» **PROBLEM TO SOLVE**:
Rewrite the data below with every occurrence of "largest disc" swapped for "largest circle", leaving all other text unchanged. Leave the pictures out of your answer.

» **DATASET ROWS**:
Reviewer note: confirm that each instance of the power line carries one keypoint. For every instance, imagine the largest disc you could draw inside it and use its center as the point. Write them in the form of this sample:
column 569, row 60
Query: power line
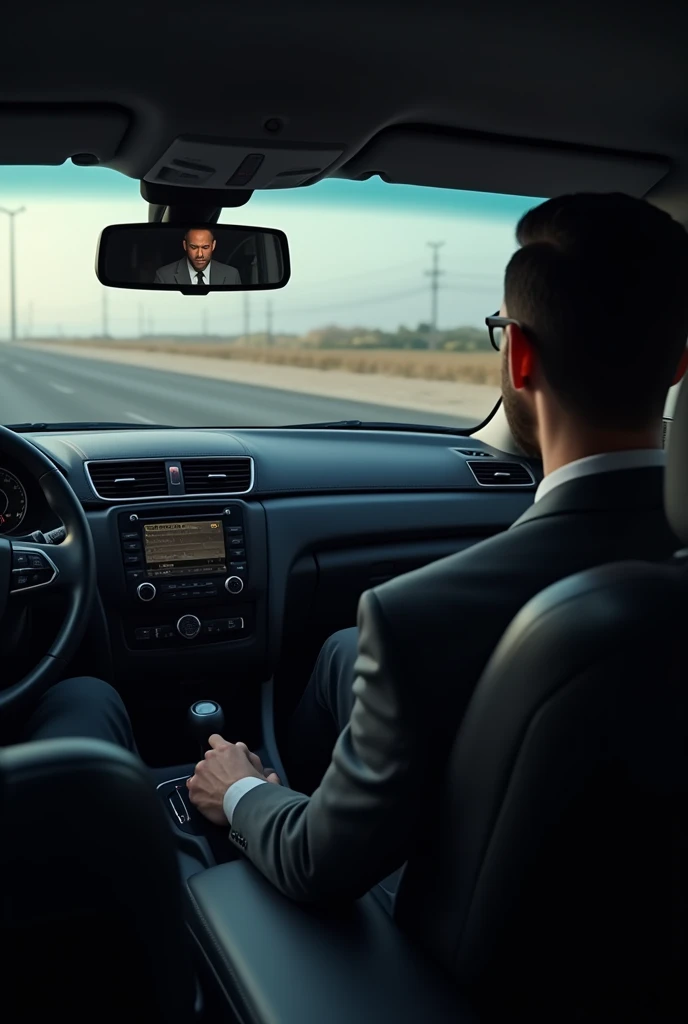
column 434, row 273
column 12, row 270
column 268, row 323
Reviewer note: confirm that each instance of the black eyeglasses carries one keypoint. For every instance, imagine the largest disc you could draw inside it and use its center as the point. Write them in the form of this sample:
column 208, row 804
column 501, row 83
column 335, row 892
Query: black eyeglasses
column 496, row 326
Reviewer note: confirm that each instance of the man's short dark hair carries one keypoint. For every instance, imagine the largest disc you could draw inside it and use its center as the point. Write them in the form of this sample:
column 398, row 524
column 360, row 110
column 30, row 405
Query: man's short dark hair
column 200, row 227
column 601, row 285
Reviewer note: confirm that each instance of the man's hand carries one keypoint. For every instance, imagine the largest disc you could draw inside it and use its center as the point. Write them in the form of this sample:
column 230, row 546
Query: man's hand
column 223, row 764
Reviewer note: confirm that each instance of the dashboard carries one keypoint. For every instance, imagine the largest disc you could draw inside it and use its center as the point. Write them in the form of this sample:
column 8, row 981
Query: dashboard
column 214, row 546
column 23, row 507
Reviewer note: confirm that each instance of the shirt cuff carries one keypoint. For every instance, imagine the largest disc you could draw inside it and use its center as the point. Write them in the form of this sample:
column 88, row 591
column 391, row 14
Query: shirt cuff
column 235, row 792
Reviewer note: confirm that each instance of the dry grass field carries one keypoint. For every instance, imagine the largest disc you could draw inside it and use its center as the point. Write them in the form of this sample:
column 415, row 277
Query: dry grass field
column 473, row 368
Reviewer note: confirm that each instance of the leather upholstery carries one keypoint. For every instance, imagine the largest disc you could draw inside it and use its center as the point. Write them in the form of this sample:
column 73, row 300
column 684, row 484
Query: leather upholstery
column 287, row 964
column 92, row 921
column 676, row 487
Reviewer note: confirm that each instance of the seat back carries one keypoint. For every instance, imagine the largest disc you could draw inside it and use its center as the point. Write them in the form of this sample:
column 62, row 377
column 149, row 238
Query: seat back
column 92, row 922
column 553, row 872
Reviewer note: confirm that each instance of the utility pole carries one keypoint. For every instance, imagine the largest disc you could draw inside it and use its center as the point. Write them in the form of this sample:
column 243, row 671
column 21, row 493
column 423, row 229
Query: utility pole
column 268, row 323
column 105, row 330
column 434, row 273
column 12, row 270
column 247, row 317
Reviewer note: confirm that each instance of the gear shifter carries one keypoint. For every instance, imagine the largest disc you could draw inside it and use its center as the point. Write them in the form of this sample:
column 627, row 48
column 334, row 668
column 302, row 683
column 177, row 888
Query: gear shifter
column 205, row 718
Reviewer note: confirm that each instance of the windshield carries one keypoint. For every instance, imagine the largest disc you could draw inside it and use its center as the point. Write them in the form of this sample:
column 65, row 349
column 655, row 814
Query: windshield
column 383, row 318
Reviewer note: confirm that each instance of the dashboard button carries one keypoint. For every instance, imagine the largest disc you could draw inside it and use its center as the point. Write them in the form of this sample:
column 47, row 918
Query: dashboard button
column 188, row 627
column 233, row 585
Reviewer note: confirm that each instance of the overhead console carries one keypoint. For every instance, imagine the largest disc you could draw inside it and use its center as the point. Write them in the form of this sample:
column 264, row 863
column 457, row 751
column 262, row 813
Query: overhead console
column 211, row 163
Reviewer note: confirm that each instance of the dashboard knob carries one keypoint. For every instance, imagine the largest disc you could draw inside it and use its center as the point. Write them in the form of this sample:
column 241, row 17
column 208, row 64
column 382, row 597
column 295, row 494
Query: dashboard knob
column 188, row 627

» **COMPLETE ANSWER**:
Reviewer note: confirm that each instance of the power line carries one keypoint. For every instance, imagine the largest circle you could draw inside it and use its center as the point. Write them in the form of this sample:
column 569, row 60
Query: power line
column 434, row 273
column 12, row 270
column 268, row 323
Reviewer note: confirm that each instance of the black eyeglasses carries one keypoint. For every instance, imagine the largest circle you could draw inside it and use its center as the point. Write them in the form of this sample:
column 208, row 804
column 501, row 83
column 335, row 892
Query: black eyeglasses
column 496, row 326
Reviewer note: confirm that each instance of the man's short dark hair carries one keypoint. For every instance, imagine the largest circle you could draw inside it and use its center as the point. Write them in the form of this sample:
column 398, row 524
column 360, row 110
column 30, row 405
Query: man's short dark hair
column 200, row 227
column 601, row 285
Reviewer note: confirm that each instance of the man's hand carries one keypoint. For every instance, imagine the largest circle you could draw inside it and use its center as the point. Write them in the form of this sample:
column 230, row 546
Query: man's hand
column 223, row 764
Reviewer note: confirm that each instance of the dashboard carries one keypoint. For every instance, imagine the largest circle you could draw inside it and use its center as the point. Write them in the form of this sample:
column 8, row 981
Query: dashboard
column 214, row 546
column 23, row 507
Reviewer note: confirm that each instance of the shirt cuff carries one keypoint. For every instance, imagine the largest circle you could draw inside it and use its center as the point. Write them in the form of this sample:
column 88, row 591
column 391, row 14
Query: shirt cuff
column 235, row 792
Reviewer note: confirm that each instance of the dry grass field carries one keypoint. For every instance, imagine the largest circle you could draw inside it and use its center as the point. Write them in the form of this sample:
column 415, row 277
Query: dry grass field
column 473, row 368
Reviewer note: confirm that each instance of the leather upholstery carries one keypoint. For every instance, imagine the largest circle you could draw inside it and use its center as the point. Write them in the form of this sample:
column 73, row 300
column 684, row 484
Query: leather upholstery
column 287, row 964
column 92, row 921
column 676, row 487
Reviewer note: confirm that each instance of the seat back carries one keypoint. For every instance, imagine the largest circle you could draw inside it and use its center as the point. Write them in the form of this sample:
column 62, row 377
column 149, row 238
Query: seat back
column 92, row 922
column 553, row 872
Reviewer note: confirm that each instance of the utility pole carries one keypoint. For every instance, imagine the largest circle you could draw inside it and use its center as the point. Write them in the form of this sample:
column 243, row 671
column 21, row 493
column 423, row 229
Query: utility pole
column 268, row 323
column 105, row 330
column 434, row 273
column 12, row 270
column 247, row 317
Reviewer note: confirm that each instance of the gear shifter carries one keypoint. For every instance, imagine the largest circle you could draw inside it and use its center as the point. Write them in the form of this sample:
column 627, row 48
column 334, row 668
column 302, row 683
column 177, row 888
Query: gear shifter
column 205, row 718
Reviewer note: confirm that each instance of the windshield carries one keypoint. For every instance, imagine the largest circle you could draw inside it and use its center as the point. Write them in the form of this sample:
column 65, row 349
column 655, row 814
Query: windshield
column 383, row 318
Reviewer note: confirm that each instance of the dashboard button carries one keypoint. For every instance, imagine the largest circle you could draw inside it and use its center as the point. Write them in the form of this sample:
column 47, row 918
Query: dashboard button
column 188, row 627
column 233, row 585
Reviewer note: confirm that each instance of the overhead console carries one keypoint. For every instance, imagine the largest circle you could draw inside it and use its center as the point. Write them in the form of this sample:
column 264, row 863
column 457, row 751
column 262, row 813
Query: overhead console
column 211, row 163
Reviewer note: confirm that each instance of the dashboard knob carries one keypoint. For every instance, imagine the largest circle you could draw inside it and use its center as the point. Write them in the form of this sample:
column 241, row 17
column 208, row 64
column 382, row 597
column 295, row 494
Query: dashboard knob
column 188, row 627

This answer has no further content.